▶ _Prompt_
Return the portion of the album campaign critique below starting at "I tracked the" and ending at "personal and promotional.", copied word for word.

═══ Excerpt to read

My background and work experience are not the only things that make me qualified for this endeavor. I also studied and meticulously researched the trajectory of this year’s campaign, putting in efforts similar to deep dives I put together for clients. I pulled insights and social chatter, made note of the great executions and the not-so-great ones.
There have been missed opportunities along the way and efforts to correct them now miss the mark. The official Instagram was to be launched on Monday, August 4th after announcing the date on Twitter and Facebook, which confused many fans, but didn’t go live until a few days later. Content was shared once or twice a week, despite the fact that more frequent posting on Instagram is essential for growth.
I tracked the daily rate of growth of fans and engagement per post for a month, comparing Stevie’s Instagram to that of Barbra Streisand, which launched a few weeks later and soon eclipsed it. Both were releasing new albums within weeks of the other and appealed to similar demographics. But Barbra has 30 percent fewer Facebook fans (where the best Instagram tie-in lies) and only 17 percent more Twitter followers. But take a look at Barbra Streisand’s Instagram and you will see that the content is more robust, accomplishing what Stevie Nicks’s should have been: frequent posts combining personal and promotional.
When the Instagram launched, the location settings for the account were active, allowing users to trace where a photo was sent from on a map. In this case, it appeared to be back to the Warner Brothers offices, which not only changed the view of the account from the Stevie Nicks voice to a corporate voice, but was dangerous for privacy, as well.
As the campaign progressed, content slowed. Then, content stopped being shared on Instagram altogether just a week prior to the album’s release. Continuing to push out images and teaser clips through October 7th would have boosted sale numbers not only in the debut week, but the following weeks, too. Additionally, many newly released content, like cover artwork and official lyric videos for the singles, trended on social media long before they were officially announced or acknowledged by the official Stevie Nicks accounts. Most recently, I saw that the T Magazine feature, which was on newsstands on October 19th and shared virally on social weeks before that, wasn’t shared until October 29th.
24 Karat Gold: Songs From the Vault has immense social media promotion potential, and an opportunity to break news, rather than repeat it long after social chatter has died down. I believe that I can help amplify this chatter moving forward and keep the album’s longevity on the charts. Strong utilization of social media targeting young fans will be important to continue to market 24 Karat Gold easily and for little to no cost. Diehard fans will always be a sure buyer, and are the majority of people who have already bought the album. To continue sales, it is important to market to the younger generation of casual fans who are buying more music than adults.
The Fleetwood Mac episode of Glee boosted Ms. Nicks’s popularity among 14 to 25 year olds, and this past season of American Horror Story has caused her youth appeal to boomed exponentially, with a large concentration of fans gathering on social media like Instagram and Tumblr.
Reaching these audiences can’t be accomplished through things like Facebook Q&As weeks after the album’s release. Hosting one after prime Q&A engagement hours (over lunch, 11 a.m. to 2 p.m. EST, or after work hours, 5 p.m. to 8 p.m. EST) on a platform with mostly older audiences is not reaching fans who haven’t bought the album or are still unaware. Strong promotion lies in little executions, like utilizing trending hashtags like #TBT (Throwback Thursday) and posting new, exclusive content, rather content that is already available on public forums like YouTube. These are simple ways to engage with the fan base on a huge level. Additionally, there is great potential to simultaneously market Fleetwood Mac’s 2014-2015 tour.

══════
═══ Supplied material

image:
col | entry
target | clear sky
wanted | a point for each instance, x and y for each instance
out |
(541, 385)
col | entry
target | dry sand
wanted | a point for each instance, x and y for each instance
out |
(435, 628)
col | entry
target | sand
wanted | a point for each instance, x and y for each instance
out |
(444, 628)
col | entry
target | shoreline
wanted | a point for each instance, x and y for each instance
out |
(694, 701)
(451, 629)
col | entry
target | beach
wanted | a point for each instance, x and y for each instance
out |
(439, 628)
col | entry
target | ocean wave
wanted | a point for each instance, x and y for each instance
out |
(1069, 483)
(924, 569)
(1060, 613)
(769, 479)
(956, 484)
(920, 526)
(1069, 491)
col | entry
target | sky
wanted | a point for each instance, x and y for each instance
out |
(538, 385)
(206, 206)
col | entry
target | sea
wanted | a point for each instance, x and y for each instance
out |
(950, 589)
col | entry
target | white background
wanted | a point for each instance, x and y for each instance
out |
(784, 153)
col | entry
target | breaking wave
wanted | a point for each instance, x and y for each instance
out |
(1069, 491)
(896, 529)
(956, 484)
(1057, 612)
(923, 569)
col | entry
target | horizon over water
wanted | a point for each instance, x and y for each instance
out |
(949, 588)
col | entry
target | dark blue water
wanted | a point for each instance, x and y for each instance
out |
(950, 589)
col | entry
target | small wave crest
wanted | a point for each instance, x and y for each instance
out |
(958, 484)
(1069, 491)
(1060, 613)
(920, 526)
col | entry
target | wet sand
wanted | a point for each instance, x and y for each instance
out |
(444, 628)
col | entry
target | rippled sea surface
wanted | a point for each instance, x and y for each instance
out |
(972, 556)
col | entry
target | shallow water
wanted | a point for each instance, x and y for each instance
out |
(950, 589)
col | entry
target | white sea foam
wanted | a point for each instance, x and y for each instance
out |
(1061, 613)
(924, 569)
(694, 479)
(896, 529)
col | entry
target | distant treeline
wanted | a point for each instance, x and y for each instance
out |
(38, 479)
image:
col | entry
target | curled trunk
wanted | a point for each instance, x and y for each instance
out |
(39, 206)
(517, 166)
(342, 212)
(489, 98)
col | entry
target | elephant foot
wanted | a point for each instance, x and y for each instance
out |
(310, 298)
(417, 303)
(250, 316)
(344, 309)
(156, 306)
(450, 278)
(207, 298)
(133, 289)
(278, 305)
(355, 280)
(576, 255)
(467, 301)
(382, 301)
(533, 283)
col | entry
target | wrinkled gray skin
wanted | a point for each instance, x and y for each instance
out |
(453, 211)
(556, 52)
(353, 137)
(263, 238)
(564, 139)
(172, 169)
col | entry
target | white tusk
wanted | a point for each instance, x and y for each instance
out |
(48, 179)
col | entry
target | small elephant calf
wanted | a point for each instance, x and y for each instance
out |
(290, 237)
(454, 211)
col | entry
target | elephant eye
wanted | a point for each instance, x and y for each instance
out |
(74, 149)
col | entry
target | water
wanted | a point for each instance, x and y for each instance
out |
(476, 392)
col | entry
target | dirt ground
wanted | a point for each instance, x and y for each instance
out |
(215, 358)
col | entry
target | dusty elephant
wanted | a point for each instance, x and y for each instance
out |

══════

▶ _Response to this exercise_
I tracked the daily rate of growth of fans and engagement per post for a month, comparing Stevie’s Instagram to that of Barbra Streisand, which launched a few weeks later and soon eclipsed it. Both were releasing new albums within weeks of the other and appealed to similar demographics. But Barbra has 30 percent fewer Facebook fans (where the best Instagram tie-in lies) and only 17 percent more Twitter followers. But take a look at Barbra Streisand’s Instagram and you will see that the content is more robust, accomplishing what Stevie Nicks’s should have been: frequent posts combining personal and promotional.